#### Task statement:
Quote the discussion about dual-motor axis support in full, word for word.

Open Zorki4 opened 3 years ago

Zorki4 commented 3 years ago

Hi Schildkroet, Can you add support for dual-motor axis? The only difference is in homing procedure. Slave motor must have additional limit switch, then software can home two motors of one axis independently. I think it should be quite simple to add. This option is included in grbl 1.1h. Best Regards.

Schildkroet commented 3 years ago

Hello, this feature is currently not planned, but i might add it later if i find some time for it.

Zorki4 commented 3 years ago

Hi. I'm not very good at programing and neved used ARM processors, but since grbl-advanced is based on orginal gnea/grbl i'm was able to make it work (just using copy-pase method, and a little bit of tuning to match new processor). Everything seems to work properly. I think that after a few days of testing i'll be able to share modified code.

I'm new to the github, and not shure how it works. Can I add modified version?

Schildkroet commented 3 years ago

Usually you make a Pull Request Or you can send me the source to include the diff

Zorki4 commented 3 years ago

I had to switch back to previous controller, because i had some problems.

There is something wrong with speed of the movement. Machine is decelerating to about zero feed between G-code commands. It is most visible when acceleration is set to low value (100mm/s, I normally run 750mm/s). Circle movement is best example: it is not one full circle, but four quater-circles, so machine slows down every 90 degree. Same g-code on standard grbl runs OK.

#### Part of a data file:
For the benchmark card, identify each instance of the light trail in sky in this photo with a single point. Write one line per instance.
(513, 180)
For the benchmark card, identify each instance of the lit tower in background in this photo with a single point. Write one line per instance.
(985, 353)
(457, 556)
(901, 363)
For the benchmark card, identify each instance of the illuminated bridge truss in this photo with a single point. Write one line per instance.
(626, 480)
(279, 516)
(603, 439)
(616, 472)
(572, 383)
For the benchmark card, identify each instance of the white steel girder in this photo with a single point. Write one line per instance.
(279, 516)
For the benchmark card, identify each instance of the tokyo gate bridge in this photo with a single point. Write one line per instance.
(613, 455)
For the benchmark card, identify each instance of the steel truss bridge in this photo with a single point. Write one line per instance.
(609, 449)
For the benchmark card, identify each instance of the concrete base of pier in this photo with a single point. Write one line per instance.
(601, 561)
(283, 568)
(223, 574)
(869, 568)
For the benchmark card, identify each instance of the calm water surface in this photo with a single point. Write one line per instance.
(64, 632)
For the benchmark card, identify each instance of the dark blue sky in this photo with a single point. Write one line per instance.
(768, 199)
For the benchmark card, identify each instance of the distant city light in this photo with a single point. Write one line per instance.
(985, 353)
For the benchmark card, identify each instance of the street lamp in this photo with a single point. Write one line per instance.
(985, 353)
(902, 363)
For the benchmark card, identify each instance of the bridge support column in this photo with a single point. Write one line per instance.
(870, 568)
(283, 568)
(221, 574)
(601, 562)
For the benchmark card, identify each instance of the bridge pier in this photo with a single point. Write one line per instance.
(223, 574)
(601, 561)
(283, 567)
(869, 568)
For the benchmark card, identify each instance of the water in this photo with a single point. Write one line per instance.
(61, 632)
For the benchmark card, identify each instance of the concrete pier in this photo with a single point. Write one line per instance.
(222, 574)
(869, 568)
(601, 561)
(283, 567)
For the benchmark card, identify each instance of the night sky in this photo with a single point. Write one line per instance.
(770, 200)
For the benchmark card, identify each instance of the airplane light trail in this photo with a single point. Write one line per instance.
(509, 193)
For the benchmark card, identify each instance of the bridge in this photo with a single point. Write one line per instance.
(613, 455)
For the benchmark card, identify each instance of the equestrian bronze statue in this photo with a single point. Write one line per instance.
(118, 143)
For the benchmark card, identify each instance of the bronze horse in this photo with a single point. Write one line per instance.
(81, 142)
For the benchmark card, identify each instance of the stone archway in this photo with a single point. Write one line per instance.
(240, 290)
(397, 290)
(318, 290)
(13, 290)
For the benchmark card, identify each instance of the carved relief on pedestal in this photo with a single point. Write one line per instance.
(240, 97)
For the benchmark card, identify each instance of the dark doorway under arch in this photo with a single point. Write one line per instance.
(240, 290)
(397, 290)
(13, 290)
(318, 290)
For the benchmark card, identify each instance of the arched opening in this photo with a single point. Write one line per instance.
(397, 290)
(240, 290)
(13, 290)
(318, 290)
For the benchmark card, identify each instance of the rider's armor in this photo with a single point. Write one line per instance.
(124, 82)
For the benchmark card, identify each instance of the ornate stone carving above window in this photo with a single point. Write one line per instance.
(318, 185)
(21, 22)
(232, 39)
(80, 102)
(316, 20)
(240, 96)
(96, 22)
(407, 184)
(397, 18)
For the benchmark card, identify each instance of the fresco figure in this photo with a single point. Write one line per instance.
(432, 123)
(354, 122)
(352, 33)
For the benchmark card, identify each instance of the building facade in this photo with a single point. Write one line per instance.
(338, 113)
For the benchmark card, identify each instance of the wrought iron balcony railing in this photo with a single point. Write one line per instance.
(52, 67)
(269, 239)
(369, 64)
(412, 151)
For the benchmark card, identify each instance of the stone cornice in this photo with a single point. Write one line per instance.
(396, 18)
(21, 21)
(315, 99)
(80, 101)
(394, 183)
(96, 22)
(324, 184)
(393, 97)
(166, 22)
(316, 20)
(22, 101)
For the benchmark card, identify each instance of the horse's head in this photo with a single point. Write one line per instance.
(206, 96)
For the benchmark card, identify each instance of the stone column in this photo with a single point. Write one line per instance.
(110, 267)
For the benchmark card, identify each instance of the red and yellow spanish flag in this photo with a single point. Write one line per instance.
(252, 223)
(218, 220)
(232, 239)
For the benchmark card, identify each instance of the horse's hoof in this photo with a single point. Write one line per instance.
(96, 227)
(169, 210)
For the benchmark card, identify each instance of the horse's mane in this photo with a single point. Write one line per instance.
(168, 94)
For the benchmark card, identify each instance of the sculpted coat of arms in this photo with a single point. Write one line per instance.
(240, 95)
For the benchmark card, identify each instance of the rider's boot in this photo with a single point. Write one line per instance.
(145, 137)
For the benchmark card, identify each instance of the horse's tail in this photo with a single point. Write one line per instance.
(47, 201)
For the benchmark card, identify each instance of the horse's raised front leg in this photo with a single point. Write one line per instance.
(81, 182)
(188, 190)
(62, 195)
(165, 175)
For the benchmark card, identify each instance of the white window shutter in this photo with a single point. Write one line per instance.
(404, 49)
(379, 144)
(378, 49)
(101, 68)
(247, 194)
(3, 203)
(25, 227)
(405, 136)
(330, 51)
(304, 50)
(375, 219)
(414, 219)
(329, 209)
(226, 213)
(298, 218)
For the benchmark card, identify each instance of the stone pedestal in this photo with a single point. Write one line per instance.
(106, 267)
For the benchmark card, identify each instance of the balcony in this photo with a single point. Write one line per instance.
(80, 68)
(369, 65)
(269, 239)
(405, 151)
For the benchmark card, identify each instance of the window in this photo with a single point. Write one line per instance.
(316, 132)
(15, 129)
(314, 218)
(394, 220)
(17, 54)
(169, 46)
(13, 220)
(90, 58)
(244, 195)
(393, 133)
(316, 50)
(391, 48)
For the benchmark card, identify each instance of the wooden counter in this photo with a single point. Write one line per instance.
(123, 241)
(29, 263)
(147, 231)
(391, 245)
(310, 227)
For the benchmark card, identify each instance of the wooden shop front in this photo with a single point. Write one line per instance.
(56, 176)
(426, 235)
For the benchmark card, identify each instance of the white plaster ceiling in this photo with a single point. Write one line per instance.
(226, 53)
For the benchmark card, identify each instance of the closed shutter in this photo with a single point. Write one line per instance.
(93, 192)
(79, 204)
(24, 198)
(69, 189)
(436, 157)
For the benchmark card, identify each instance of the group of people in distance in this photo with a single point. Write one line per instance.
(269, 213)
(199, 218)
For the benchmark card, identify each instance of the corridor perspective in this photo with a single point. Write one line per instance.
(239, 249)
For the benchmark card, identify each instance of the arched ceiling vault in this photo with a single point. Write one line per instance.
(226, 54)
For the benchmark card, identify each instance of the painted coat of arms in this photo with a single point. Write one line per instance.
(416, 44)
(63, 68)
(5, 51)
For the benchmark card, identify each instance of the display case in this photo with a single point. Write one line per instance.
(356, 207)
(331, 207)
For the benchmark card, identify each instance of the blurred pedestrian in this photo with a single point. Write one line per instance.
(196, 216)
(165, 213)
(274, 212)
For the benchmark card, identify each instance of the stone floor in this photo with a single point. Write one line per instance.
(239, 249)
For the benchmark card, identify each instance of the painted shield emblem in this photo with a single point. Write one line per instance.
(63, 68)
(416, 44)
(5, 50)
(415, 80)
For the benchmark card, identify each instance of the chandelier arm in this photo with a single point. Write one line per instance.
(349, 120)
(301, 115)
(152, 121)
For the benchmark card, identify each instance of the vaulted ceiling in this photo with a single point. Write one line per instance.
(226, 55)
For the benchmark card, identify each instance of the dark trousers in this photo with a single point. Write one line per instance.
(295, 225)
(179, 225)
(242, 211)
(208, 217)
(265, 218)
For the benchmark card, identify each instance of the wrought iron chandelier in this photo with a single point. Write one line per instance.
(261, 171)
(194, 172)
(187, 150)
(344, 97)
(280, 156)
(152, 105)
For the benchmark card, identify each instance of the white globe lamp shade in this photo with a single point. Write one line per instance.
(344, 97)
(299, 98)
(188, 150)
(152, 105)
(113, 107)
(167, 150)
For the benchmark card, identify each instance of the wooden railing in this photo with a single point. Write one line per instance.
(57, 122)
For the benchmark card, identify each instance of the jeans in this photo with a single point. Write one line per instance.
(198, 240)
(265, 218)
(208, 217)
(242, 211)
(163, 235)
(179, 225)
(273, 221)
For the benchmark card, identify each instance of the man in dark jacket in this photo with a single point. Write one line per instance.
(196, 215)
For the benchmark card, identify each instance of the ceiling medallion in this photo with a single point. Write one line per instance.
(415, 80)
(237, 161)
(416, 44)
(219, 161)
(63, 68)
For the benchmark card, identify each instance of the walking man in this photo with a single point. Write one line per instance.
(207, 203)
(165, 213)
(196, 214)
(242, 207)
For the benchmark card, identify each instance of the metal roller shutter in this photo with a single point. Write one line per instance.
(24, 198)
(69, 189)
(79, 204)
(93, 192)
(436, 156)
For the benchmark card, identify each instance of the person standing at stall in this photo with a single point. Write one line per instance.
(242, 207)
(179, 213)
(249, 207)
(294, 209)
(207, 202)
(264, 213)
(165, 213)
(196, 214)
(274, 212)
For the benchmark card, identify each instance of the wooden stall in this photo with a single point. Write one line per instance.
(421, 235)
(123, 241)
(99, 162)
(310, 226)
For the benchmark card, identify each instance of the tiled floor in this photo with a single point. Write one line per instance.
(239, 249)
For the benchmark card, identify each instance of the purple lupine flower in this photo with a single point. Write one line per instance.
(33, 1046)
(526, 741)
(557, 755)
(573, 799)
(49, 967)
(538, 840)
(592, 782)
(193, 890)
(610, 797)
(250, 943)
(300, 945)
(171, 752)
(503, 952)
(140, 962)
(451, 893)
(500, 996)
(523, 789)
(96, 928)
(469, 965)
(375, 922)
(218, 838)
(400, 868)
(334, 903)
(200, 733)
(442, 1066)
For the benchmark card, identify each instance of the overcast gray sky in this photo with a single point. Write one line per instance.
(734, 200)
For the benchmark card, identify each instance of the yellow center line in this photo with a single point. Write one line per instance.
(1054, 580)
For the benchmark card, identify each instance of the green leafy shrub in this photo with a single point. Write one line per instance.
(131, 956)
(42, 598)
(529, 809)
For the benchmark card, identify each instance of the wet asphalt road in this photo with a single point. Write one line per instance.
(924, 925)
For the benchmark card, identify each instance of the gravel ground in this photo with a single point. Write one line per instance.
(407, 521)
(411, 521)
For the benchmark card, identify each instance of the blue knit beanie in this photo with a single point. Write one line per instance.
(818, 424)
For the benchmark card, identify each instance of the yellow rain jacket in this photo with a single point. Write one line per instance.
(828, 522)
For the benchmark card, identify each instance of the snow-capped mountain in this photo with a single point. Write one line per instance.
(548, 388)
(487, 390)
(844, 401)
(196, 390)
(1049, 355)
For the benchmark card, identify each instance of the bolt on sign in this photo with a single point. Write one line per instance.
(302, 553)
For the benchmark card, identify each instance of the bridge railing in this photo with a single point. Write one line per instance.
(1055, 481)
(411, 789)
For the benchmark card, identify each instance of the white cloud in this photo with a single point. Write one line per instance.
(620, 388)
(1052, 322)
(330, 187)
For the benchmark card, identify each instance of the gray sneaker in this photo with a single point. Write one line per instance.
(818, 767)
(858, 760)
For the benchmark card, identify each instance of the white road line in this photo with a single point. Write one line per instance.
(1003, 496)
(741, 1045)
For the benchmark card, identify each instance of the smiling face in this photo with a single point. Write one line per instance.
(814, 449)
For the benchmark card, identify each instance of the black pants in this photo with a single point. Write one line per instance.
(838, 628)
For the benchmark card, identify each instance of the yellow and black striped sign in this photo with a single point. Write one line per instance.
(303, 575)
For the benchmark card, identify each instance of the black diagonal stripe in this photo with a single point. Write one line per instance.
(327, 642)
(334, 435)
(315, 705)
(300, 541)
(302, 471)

#### Result of the task:
Open Zorki4 opened 3 years ago

Zorki4 commented 3 years ago

Hi Schildkroet, Can you add support for dual-motor axis? The only difference is in homing procedure. Slave motor must have additional limit switch, then software can home two motors of one axis independently. I think it should be quite simple to add. This option is included in grbl 1.1h. Best Regards.

Schildkroet commented 3 years ago

Hello, this feature is currently not planned, but i might add it later if i find some time for it.

Zorki4 commented 3 years ago

Hi. I'm not very good at programing and neved used ARM processors, but since grbl-advanced is based on orginal gnea/grbl i'm was able to make it work (just using copy-pase method, and a little bit of tuning to match new processor). Everything seems to work properly. I think that after a few days of testing i'll be able to share modified code.

I'm new to the github, and not shure how it works. Can I add modified version?

Schildkroet commented 3 years ago

Usually you make a Pull Request Or you can send me the source to include the diff

Zorki4 commented 3 years ago

I had to switch back to previous controller, because i had some problems.

There is something wrong with speed of the movement. Machine is decelerating to about zero feed between G-code commands. It is most visible when acceleration is set to low value (100mm/s, I normally run 750mm/s). Circle movement is best example: it is not one full circle, but four quater-circles, so machine slows down every 90 degree. Same g-code on standard grbl runs OK.